Data extract -
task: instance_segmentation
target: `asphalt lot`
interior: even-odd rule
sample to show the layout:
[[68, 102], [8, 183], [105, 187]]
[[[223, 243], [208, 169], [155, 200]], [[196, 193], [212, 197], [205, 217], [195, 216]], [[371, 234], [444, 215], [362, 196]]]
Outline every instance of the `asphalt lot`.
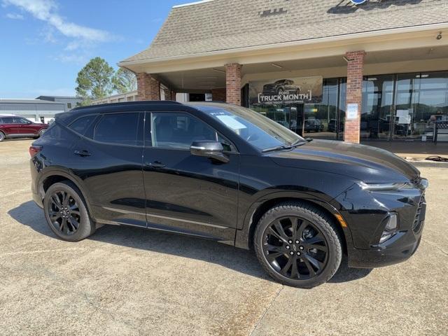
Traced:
==
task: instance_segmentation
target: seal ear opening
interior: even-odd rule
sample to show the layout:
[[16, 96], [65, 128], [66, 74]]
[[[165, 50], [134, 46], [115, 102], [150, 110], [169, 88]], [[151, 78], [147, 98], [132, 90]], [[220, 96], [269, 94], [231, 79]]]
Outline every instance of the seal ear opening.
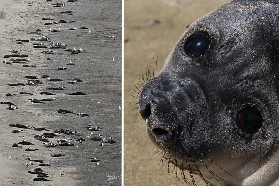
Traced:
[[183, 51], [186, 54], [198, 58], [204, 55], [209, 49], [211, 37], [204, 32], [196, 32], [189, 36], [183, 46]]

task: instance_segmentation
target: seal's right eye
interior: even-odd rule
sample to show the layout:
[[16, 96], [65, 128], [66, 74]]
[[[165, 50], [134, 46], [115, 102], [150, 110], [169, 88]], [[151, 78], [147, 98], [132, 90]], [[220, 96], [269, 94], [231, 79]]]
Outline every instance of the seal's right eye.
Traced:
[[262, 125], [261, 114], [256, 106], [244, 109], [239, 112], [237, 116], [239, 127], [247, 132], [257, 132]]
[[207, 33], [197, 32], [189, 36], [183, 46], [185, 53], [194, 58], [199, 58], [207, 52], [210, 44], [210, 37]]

Requirement - How many lines in the entries above contain the string "asphalt"? Reply with the number alone.

Response below - 2